• **Extracted records**
=-=-=

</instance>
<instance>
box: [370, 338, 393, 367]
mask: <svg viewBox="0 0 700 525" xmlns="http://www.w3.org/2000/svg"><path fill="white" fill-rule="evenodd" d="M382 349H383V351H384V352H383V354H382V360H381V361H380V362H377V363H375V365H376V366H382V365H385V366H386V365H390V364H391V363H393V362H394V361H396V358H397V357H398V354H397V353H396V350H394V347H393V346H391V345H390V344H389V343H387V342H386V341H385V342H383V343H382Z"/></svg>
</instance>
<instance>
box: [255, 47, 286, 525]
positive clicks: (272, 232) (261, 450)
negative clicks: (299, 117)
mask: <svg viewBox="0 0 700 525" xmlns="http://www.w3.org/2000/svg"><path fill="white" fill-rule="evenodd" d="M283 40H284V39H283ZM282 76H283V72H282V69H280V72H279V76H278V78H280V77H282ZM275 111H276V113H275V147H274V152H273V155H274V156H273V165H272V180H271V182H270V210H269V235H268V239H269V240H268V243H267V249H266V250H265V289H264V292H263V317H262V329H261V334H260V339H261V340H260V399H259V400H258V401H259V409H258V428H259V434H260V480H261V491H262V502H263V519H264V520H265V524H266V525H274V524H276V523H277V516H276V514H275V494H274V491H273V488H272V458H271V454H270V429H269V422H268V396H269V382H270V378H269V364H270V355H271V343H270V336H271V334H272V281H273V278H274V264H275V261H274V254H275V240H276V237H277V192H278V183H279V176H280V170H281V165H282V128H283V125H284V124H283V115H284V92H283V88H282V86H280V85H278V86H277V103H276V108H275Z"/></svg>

=-=-=

Write down every entry above again, reproducing each line verbatim with no changes.

• **Solution for this task**
</instance>
<instance>
box: [370, 338, 393, 367]
mask: <svg viewBox="0 0 700 525" xmlns="http://www.w3.org/2000/svg"><path fill="white" fill-rule="evenodd" d="M382 349H383V351H384V352H383V354H382V360H381V361H380V362H377V363H375V365H376V366H382V365H385V366H386V365H390V364H391V363H393V362H394V361H396V358H397V357H398V354H397V353H396V350H394V347H393V346H391V345H390V344H389V343H387V342H386V341H385V342H383V343H382Z"/></svg>
</instance>
<instance>
box: [255, 47, 286, 525]
positive clicks: (272, 232) (261, 450)
negative clicks: (299, 117)
mask: <svg viewBox="0 0 700 525" xmlns="http://www.w3.org/2000/svg"><path fill="white" fill-rule="evenodd" d="M283 40H284V39H283ZM282 76H283V72H282V69H280V72H279V76H278V78H280V77H282ZM275 111H276V113H275V147H274V152H273V155H274V156H273V165H272V180H271V182H270V210H269V235H268V239H269V240H268V243H267V249H266V250H265V289H264V292H263V317H262V329H261V334H260V339H261V340H260V399H259V400H258V401H259V409H258V428H259V434H260V480H261V491H262V502H263V519H264V520H265V524H266V525H274V524H276V523H277V516H276V514H275V494H274V491H273V488H272V458H271V454H270V429H269V422H268V396H269V382H270V378H269V364H270V355H271V343H270V336H271V334H272V281H273V278H274V264H275V261H274V254H275V240H276V237H277V192H278V183H279V176H280V170H281V165H282V128H283V125H284V124H283V115H284V92H283V88H282V86H280V85H278V86H277V103H276V108H275Z"/></svg>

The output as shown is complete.